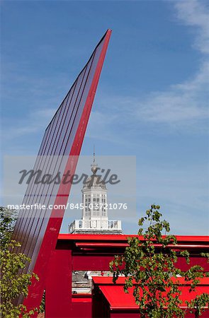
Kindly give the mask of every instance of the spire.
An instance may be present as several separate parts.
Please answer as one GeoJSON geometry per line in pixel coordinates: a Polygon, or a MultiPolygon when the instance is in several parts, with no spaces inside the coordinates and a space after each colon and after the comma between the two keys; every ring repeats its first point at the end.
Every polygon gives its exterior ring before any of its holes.
{"type": "Polygon", "coordinates": [[[94,143],[93,163],[95,163],[95,145],[94,143]]]}
{"type": "Polygon", "coordinates": [[[95,163],[95,146],[94,143],[94,153],[93,153],[93,165],[91,165],[91,171],[94,175],[96,175],[96,171],[98,170],[97,164],[95,163]]]}

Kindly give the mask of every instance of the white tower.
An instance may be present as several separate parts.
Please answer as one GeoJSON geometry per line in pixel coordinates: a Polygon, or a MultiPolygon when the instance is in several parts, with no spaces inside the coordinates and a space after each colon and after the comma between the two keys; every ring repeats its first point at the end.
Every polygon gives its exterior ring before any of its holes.
{"type": "Polygon", "coordinates": [[[108,220],[107,189],[105,182],[96,175],[98,165],[95,153],[91,175],[84,184],[82,192],[84,209],[81,220],[75,220],[69,226],[69,233],[121,234],[121,220],[108,220]]]}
══════
Directions — Rewrite all of the data above with "pixel coordinates" replaced by "image coordinates" and everything else unchanged, leaving out the pictures.

Task answer —
Kindly give the mask of every instance of the spire.
An instance may be present as several separate parts.
Please answer as one GeoJSON geometry per line in image coordinates: a Polygon, or a MultiPolygon when the instance is in several parts, with no spaces inside the coordinates and a space after each colon and after the comma between the two keys; every ring repeats its first point at the end.
Every polygon gives its exterior ring before any of its holes.
{"type": "Polygon", "coordinates": [[[94,143],[93,163],[95,163],[95,145],[94,143]]]}
{"type": "Polygon", "coordinates": [[[95,163],[95,146],[94,143],[94,153],[93,153],[93,165],[91,165],[91,171],[94,175],[96,175],[96,171],[98,170],[97,164],[95,163]]]}

Kindly give the mask of every instance of the white tower.
An instance may be present as several separate parts.
Please answer as one GeoJSON geometry per line in image coordinates: a Polygon, or a MultiPolygon when the instance is in several parts, with no spaces inside the coordinates and a space after each colon and after the comma between the two keys; every ring repeats its first point at the end.
Every polygon gives its exterior ring before any of its holes.
{"type": "Polygon", "coordinates": [[[108,220],[107,189],[105,182],[96,175],[98,165],[95,153],[91,175],[84,184],[82,192],[84,209],[81,220],[75,220],[69,226],[69,233],[121,234],[121,220],[108,220]]]}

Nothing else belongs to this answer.